▶ [Problem description] Every entry below is to be returned unchanged. Images are not part of the copy.

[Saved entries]
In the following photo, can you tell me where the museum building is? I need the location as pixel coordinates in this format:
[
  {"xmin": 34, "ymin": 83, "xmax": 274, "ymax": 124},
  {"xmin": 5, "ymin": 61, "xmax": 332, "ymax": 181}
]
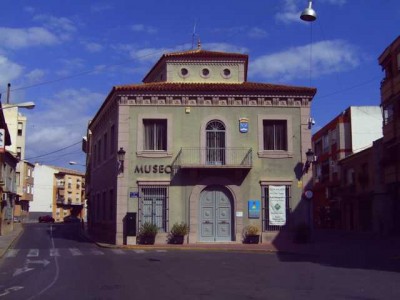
[{"xmin": 84, "ymin": 47, "xmax": 316, "ymax": 245}]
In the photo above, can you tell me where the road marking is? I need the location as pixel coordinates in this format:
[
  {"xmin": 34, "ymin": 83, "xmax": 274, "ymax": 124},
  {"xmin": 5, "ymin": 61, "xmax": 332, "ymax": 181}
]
[
  {"xmin": 111, "ymin": 249, "xmax": 125, "ymax": 255},
  {"xmin": 69, "ymin": 248, "xmax": 83, "ymax": 256},
  {"xmin": 13, "ymin": 266, "xmax": 34, "ymax": 277},
  {"xmin": 91, "ymin": 249, "xmax": 105, "ymax": 255},
  {"xmin": 0, "ymin": 286, "xmax": 24, "ymax": 297},
  {"xmin": 27, "ymin": 249, "xmax": 39, "ymax": 257},
  {"xmin": 50, "ymin": 248, "xmax": 60, "ymax": 257},
  {"xmin": 5, "ymin": 249, "xmax": 19, "ymax": 258},
  {"xmin": 26, "ymin": 259, "xmax": 50, "ymax": 267},
  {"xmin": 134, "ymin": 250, "xmax": 146, "ymax": 254},
  {"xmin": 156, "ymin": 250, "xmax": 167, "ymax": 253}
]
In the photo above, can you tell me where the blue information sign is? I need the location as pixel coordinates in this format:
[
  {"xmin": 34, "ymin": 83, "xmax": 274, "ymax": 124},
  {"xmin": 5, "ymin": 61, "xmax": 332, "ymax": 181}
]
[
  {"xmin": 248, "ymin": 200, "xmax": 261, "ymax": 219},
  {"xmin": 130, "ymin": 191, "xmax": 139, "ymax": 198}
]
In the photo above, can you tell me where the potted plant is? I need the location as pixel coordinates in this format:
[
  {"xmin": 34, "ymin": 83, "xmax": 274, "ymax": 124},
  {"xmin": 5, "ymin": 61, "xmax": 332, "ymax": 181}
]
[
  {"xmin": 137, "ymin": 222, "xmax": 158, "ymax": 245},
  {"xmin": 242, "ymin": 224, "xmax": 260, "ymax": 244},
  {"xmin": 168, "ymin": 222, "xmax": 189, "ymax": 244}
]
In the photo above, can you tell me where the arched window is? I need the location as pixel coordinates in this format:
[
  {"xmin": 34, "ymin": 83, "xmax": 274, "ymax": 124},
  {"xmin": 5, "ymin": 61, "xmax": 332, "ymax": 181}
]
[{"xmin": 206, "ymin": 120, "xmax": 226, "ymax": 165}]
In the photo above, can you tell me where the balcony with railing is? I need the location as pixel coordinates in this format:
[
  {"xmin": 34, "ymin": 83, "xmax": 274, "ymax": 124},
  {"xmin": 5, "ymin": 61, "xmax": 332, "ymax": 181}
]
[{"xmin": 172, "ymin": 147, "xmax": 252, "ymax": 174}]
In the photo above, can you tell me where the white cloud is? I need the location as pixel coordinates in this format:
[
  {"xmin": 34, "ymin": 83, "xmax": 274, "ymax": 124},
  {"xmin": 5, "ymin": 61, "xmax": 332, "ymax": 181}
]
[
  {"xmin": 34, "ymin": 14, "xmax": 77, "ymax": 33},
  {"xmin": 27, "ymin": 88, "xmax": 105, "ymax": 161},
  {"xmin": 131, "ymin": 24, "xmax": 158, "ymax": 34},
  {"xmin": 0, "ymin": 27, "xmax": 59, "ymax": 49},
  {"xmin": 0, "ymin": 55, "xmax": 24, "ymax": 86},
  {"xmin": 82, "ymin": 42, "xmax": 104, "ymax": 53},
  {"xmin": 276, "ymin": 0, "xmax": 347, "ymax": 23},
  {"xmin": 24, "ymin": 6, "xmax": 35, "ymax": 14},
  {"xmin": 33, "ymin": 14, "xmax": 77, "ymax": 41},
  {"xmin": 55, "ymin": 58, "xmax": 86, "ymax": 76},
  {"xmin": 25, "ymin": 69, "xmax": 46, "ymax": 83},
  {"xmin": 276, "ymin": 0, "xmax": 302, "ymax": 24},
  {"xmin": 250, "ymin": 40, "xmax": 360, "ymax": 81},
  {"xmin": 90, "ymin": 3, "xmax": 113, "ymax": 13},
  {"xmin": 247, "ymin": 27, "xmax": 268, "ymax": 39}
]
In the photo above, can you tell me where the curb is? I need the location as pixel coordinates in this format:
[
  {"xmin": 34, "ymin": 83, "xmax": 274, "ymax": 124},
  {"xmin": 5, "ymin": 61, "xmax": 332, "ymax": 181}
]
[{"xmin": 0, "ymin": 224, "xmax": 24, "ymax": 258}]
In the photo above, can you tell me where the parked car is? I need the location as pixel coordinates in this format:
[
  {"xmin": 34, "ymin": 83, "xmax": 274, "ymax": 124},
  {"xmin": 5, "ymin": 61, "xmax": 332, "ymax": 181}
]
[
  {"xmin": 63, "ymin": 215, "xmax": 81, "ymax": 223},
  {"xmin": 38, "ymin": 215, "xmax": 55, "ymax": 223}
]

▶ [Result of the exercise]
In the following photo, can you tell me where the museum building is? I need the location as pixel coordinates in this format:
[
  {"xmin": 34, "ymin": 83, "xmax": 274, "ymax": 124},
  {"xmin": 5, "ymin": 61, "xmax": 332, "ymax": 181}
]
[{"xmin": 84, "ymin": 47, "xmax": 316, "ymax": 245}]
In the photo above, can you tell me where the road marking is? I need the location as pixel coordinates in this format:
[
  {"xmin": 34, "ymin": 83, "xmax": 274, "ymax": 124},
  {"xmin": 5, "ymin": 61, "xmax": 332, "ymax": 181}
]
[
  {"xmin": 111, "ymin": 249, "xmax": 125, "ymax": 255},
  {"xmin": 69, "ymin": 248, "xmax": 83, "ymax": 256},
  {"xmin": 13, "ymin": 266, "xmax": 34, "ymax": 277},
  {"xmin": 91, "ymin": 249, "xmax": 105, "ymax": 255},
  {"xmin": 0, "ymin": 286, "xmax": 24, "ymax": 297},
  {"xmin": 27, "ymin": 249, "xmax": 39, "ymax": 257},
  {"xmin": 50, "ymin": 248, "xmax": 60, "ymax": 257},
  {"xmin": 5, "ymin": 249, "xmax": 19, "ymax": 258},
  {"xmin": 26, "ymin": 259, "xmax": 50, "ymax": 267},
  {"xmin": 134, "ymin": 250, "xmax": 146, "ymax": 254},
  {"xmin": 156, "ymin": 250, "xmax": 167, "ymax": 253}
]
In the photo above, can you tell me where the blue information sign is? I need the location as pixel coordinates in this format:
[
  {"xmin": 34, "ymin": 83, "xmax": 274, "ymax": 124},
  {"xmin": 5, "ymin": 61, "xmax": 332, "ymax": 181}
]
[
  {"xmin": 248, "ymin": 200, "xmax": 261, "ymax": 219},
  {"xmin": 130, "ymin": 191, "xmax": 139, "ymax": 198}
]
In the photo above, can you tell me where the potted plant is? I need the location as pixel coordinates in this format:
[
  {"xmin": 34, "ymin": 83, "xmax": 274, "ymax": 124},
  {"xmin": 5, "ymin": 61, "xmax": 332, "ymax": 181}
]
[
  {"xmin": 137, "ymin": 222, "xmax": 158, "ymax": 245},
  {"xmin": 242, "ymin": 224, "xmax": 260, "ymax": 244},
  {"xmin": 168, "ymin": 222, "xmax": 189, "ymax": 244}
]
In the photo above, can you tell me where the arched window is? I need the location as pixel coordinates in this format:
[
  {"xmin": 34, "ymin": 83, "xmax": 274, "ymax": 124},
  {"xmin": 5, "ymin": 61, "xmax": 332, "ymax": 181}
]
[{"xmin": 206, "ymin": 120, "xmax": 226, "ymax": 165}]
In the photo above, can you tell me where the balcony with railing is? I need the location as pixel coordinates in this format:
[
  {"xmin": 34, "ymin": 83, "xmax": 274, "ymax": 124},
  {"xmin": 5, "ymin": 61, "xmax": 332, "ymax": 181}
]
[{"xmin": 172, "ymin": 147, "xmax": 252, "ymax": 174}]
In the photo above, can you tell me where the white cloud is? I need the location as pixel coordinates in this format:
[
  {"xmin": 34, "ymin": 83, "xmax": 274, "ymax": 124},
  {"xmin": 5, "ymin": 61, "xmax": 332, "ymax": 181}
]
[
  {"xmin": 34, "ymin": 14, "xmax": 77, "ymax": 33},
  {"xmin": 27, "ymin": 88, "xmax": 105, "ymax": 161},
  {"xmin": 131, "ymin": 24, "xmax": 158, "ymax": 34},
  {"xmin": 0, "ymin": 27, "xmax": 59, "ymax": 49},
  {"xmin": 0, "ymin": 55, "xmax": 24, "ymax": 86},
  {"xmin": 82, "ymin": 42, "xmax": 104, "ymax": 53},
  {"xmin": 276, "ymin": 0, "xmax": 347, "ymax": 23},
  {"xmin": 24, "ymin": 6, "xmax": 35, "ymax": 14},
  {"xmin": 33, "ymin": 14, "xmax": 77, "ymax": 41},
  {"xmin": 55, "ymin": 58, "xmax": 86, "ymax": 76},
  {"xmin": 25, "ymin": 69, "xmax": 46, "ymax": 83},
  {"xmin": 276, "ymin": 0, "xmax": 302, "ymax": 24},
  {"xmin": 250, "ymin": 40, "xmax": 360, "ymax": 81},
  {"xmin": 90, "ymin": 3, "xmax": 113, "ymax": 13},
  {"xmin": 247, "ymin": 27, "xmax": 268, "ymax": 39}
]
In the photo above, can you tell me where the curb is? I need the location as pixel coordinates in this format:
[
  {"xmin": 34, "ymin": 83, "xmax": 274, "ymax": 124},
  {"xmin": 5, "ymin": 61, "xmax": 332, "ymax": 181}
]
[{"xmin": 0, "ymin": 224, "xmax": 24, "ymax": 258}]
In the photo above, can you tell me where the parked car is? I need the location as pixel coordinates in this format:
[
  {"xmin": 34, "ymin": 83, "xmax": 274, "ymax": 124},
  {"xmin": 5, "ymin": 61, "xmax": 332, "ymax": 181}
]
[
  {"xmin": 63, "ymin": 215, "xmax": 81, "ymax": 223},
  {"xmin": 38, "ymin": 215, "xmax": 55, "ymax": 223}
]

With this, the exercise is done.